**PASSAGE**
───

The Bakong is the first of the large mountain temples in Angkor. It belongs to the Roluos group, build at the end of the 9th century.

The Bakong and the other temples of the Roluos group, like the Preah Koand the Lolei were build in Hariharalaya, an early capital of the Khmer empire. This area is now called Roluos, located North of Tonle Sap lake, about 15 kilometers East of Siem Reap.

State temple of King Indravarman I

The Bakong was build by King Indravarman I, who also build the Preah Ko temple and the huge Indratataka baray, a reservoir where water was stored to be used for irrigation during the dry season.

It was the state temple of King Indravarman I, dedicated to the Hindu God Shiva. A stele found at the site states that the Bakong’s main linga named Sri Indresvara was consecrated in the temple in the year 881. The main linga, which is a representation of Shiva, is usually enshrined in the central tower of the Khmer temple.

One of the main attractions of the Bakong temple is its lintels, that contain very intricate, detailed and well preserved carvings of mythical creatures like Nagas and Makaras.

Moats and the first Naga bridges

The Bakong is a sandstone monument enclosed by two moats. The outer enclosure is delimited on each side by a laterite wall with a gopura, an entrance gate with a tower on top of it. Between the inner and outer moat are the remains of 22 brick temple buildings, most of which have collapsed. They contained statues of Vishnu, Shiva and a number of lingas.

The moat outside the inner enclosure is crossed by paved causeways, with huge seven headed Naga snakes on its sides. They are the first examples of Naga bridges, found in many of the later Angkor temples.

───

(Point labeling dataset excerpts)
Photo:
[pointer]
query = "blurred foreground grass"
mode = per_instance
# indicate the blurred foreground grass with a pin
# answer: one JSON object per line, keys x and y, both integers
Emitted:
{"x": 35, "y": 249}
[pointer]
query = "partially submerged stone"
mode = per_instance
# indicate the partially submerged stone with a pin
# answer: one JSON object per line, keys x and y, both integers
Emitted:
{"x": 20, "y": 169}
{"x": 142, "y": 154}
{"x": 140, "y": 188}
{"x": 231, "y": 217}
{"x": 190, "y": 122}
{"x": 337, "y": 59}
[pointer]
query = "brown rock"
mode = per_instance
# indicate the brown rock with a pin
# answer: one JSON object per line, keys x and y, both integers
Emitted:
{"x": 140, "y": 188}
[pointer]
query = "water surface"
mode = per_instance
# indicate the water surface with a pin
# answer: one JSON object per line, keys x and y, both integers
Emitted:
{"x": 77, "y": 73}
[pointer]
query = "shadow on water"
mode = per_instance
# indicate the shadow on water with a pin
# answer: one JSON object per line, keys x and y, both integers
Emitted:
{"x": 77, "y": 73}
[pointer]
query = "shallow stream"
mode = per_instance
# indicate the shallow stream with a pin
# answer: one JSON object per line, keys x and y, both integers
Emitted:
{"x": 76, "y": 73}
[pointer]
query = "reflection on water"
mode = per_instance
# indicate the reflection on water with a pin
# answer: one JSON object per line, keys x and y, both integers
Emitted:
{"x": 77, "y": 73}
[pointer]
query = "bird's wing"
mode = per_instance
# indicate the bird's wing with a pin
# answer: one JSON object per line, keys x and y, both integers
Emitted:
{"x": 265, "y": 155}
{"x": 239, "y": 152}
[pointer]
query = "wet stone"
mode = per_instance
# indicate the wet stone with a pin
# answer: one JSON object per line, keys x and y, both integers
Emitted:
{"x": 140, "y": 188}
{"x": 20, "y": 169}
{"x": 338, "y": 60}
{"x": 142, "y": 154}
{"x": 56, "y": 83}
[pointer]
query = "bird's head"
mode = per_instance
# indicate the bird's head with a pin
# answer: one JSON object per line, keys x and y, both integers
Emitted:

───

**GIVEN EXERCISE 1**
Decide whether each statement below agrees with the Bakong text, answering yes or no and quoting the deciding words of the text. (a) The Bakong was dedicated to Vishnu. (b) The Bakong's main linga was consecrated in the year 881. (c) The Bakong is enclosed by three moats.
**GIVEN EXERCISE 2**
Report how many lines of the records contain the string "partially", with case counting. Give only the number.

**WRITTEN REPLY 1**
(a) No: "dedicated to the Hindu God Shiva"
(b) Yes: "was consecrated in the temple in the year 881"
(c) No: "enclosed by two moats"

**WRITTEN REPLY 2**
2